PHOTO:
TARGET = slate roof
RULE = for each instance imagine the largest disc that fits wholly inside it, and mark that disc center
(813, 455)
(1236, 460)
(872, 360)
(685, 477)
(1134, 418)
════
- _Exercise goal_: Whatever lies between the line containing "RULE = for each" and the final line above, both included, must be returned exactly.

- _Task response_:
RULE = for each instance imagine the largest disc that fits wholly inside it, and mark that disc center
(813, 455)
(1236, 460)
(872, 360)
(685, 477)
(1134, 418)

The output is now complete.